» Your goal: Report how many lines in the records carry the string "below", and give no further text.

Source data
——
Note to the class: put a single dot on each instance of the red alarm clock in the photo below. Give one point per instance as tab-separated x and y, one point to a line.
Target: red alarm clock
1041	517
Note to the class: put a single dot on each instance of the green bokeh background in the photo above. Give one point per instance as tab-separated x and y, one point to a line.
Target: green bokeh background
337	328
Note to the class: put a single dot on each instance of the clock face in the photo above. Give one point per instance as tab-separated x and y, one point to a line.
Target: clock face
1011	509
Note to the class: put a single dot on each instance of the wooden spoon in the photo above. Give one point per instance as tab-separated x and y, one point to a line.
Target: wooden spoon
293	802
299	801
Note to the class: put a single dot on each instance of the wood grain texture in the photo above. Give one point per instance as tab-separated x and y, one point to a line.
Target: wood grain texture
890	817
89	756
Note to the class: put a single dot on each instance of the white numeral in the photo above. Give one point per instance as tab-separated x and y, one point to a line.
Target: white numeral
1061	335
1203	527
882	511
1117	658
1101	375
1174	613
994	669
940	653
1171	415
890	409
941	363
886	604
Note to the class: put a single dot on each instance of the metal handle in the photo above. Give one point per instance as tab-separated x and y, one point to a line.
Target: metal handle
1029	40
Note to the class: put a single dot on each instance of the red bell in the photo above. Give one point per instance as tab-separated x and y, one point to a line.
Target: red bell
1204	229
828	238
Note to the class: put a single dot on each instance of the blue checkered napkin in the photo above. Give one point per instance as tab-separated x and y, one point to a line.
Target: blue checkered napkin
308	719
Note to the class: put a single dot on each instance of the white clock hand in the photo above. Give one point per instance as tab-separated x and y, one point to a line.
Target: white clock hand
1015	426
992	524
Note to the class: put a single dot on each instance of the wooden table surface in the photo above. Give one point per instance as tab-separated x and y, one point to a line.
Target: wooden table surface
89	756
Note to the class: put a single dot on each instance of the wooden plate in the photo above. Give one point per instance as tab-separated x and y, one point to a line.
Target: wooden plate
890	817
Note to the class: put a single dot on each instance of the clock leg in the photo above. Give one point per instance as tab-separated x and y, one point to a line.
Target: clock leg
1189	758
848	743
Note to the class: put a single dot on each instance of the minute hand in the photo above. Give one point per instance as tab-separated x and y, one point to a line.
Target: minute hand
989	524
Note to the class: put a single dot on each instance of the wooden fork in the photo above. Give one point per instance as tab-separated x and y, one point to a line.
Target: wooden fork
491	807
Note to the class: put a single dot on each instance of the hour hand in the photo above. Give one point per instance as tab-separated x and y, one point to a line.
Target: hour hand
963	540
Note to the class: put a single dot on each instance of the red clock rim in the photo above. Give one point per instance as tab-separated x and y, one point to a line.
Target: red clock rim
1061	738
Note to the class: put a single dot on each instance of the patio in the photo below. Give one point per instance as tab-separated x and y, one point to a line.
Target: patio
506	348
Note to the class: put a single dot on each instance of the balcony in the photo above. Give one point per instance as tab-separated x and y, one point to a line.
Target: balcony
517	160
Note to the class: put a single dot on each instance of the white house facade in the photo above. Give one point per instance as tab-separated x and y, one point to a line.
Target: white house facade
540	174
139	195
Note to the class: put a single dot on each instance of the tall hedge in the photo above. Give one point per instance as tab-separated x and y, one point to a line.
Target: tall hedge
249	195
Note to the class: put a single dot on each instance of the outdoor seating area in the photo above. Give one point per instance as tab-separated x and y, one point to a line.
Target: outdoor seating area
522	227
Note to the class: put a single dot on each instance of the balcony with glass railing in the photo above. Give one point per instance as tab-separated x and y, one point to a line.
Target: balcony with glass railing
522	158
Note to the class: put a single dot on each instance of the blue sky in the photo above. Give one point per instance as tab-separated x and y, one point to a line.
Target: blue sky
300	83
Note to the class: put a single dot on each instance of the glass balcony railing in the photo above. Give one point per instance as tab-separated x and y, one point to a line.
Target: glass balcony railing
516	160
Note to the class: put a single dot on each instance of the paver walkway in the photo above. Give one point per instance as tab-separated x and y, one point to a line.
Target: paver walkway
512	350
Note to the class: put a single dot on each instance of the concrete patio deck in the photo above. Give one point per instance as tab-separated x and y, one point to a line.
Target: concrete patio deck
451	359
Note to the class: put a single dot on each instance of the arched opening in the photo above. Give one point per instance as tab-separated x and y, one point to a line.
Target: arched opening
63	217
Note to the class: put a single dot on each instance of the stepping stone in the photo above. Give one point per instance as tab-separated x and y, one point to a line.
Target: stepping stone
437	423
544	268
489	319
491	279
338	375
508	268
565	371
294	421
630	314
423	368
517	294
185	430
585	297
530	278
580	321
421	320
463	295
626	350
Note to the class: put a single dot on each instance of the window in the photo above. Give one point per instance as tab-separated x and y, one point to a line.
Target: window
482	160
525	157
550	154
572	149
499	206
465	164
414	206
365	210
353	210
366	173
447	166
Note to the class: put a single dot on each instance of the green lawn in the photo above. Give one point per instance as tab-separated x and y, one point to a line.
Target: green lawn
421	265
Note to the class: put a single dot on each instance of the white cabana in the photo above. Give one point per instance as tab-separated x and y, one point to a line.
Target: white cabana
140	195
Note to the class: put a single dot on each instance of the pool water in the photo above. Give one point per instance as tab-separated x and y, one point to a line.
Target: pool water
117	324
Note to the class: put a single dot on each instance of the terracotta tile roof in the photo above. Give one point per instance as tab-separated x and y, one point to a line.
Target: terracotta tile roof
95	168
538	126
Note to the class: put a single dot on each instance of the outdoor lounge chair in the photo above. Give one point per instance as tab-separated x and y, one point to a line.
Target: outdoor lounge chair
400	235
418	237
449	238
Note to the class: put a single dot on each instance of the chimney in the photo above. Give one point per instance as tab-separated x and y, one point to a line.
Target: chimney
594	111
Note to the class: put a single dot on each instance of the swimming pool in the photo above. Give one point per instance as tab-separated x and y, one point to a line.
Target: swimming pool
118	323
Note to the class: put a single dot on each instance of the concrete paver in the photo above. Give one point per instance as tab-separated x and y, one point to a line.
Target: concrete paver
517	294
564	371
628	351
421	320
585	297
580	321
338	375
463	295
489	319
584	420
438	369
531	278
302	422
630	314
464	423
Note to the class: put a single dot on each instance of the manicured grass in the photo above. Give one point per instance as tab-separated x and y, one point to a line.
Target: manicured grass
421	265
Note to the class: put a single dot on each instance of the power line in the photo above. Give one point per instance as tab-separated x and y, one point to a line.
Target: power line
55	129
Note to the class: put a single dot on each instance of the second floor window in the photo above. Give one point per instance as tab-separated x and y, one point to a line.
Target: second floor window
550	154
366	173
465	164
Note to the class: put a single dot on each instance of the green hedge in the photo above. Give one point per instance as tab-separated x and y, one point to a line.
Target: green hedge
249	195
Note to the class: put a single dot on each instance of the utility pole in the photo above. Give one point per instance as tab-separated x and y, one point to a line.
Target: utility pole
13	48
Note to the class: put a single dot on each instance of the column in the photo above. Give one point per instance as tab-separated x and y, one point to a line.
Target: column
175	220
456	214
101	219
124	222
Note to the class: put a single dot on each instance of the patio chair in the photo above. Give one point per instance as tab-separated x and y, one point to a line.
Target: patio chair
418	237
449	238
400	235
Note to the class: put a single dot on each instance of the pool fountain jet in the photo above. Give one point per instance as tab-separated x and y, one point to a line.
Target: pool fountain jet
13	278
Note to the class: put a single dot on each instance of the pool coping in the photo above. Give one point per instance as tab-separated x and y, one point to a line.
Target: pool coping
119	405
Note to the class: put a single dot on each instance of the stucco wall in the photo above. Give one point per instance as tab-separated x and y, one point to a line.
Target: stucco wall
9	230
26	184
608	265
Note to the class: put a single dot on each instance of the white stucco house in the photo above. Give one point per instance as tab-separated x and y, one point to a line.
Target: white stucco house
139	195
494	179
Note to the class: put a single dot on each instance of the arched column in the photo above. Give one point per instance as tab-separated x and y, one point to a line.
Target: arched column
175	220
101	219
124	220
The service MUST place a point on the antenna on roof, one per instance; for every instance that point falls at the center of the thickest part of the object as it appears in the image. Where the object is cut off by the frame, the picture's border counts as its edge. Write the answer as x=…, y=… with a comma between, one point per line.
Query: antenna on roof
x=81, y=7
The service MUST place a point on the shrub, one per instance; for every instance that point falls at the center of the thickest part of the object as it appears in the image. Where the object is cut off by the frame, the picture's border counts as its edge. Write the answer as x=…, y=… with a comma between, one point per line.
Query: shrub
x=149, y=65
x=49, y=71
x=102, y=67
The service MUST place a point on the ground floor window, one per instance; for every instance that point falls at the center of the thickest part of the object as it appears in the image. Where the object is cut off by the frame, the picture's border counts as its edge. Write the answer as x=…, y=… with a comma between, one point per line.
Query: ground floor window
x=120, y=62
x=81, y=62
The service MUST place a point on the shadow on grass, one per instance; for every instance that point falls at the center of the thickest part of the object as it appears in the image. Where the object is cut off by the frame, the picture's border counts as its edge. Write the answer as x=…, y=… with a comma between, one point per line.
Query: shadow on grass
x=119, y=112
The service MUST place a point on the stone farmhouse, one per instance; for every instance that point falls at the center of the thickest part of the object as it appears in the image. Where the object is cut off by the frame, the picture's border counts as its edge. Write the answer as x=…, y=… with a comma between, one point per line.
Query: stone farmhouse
——
» Expected answer: 2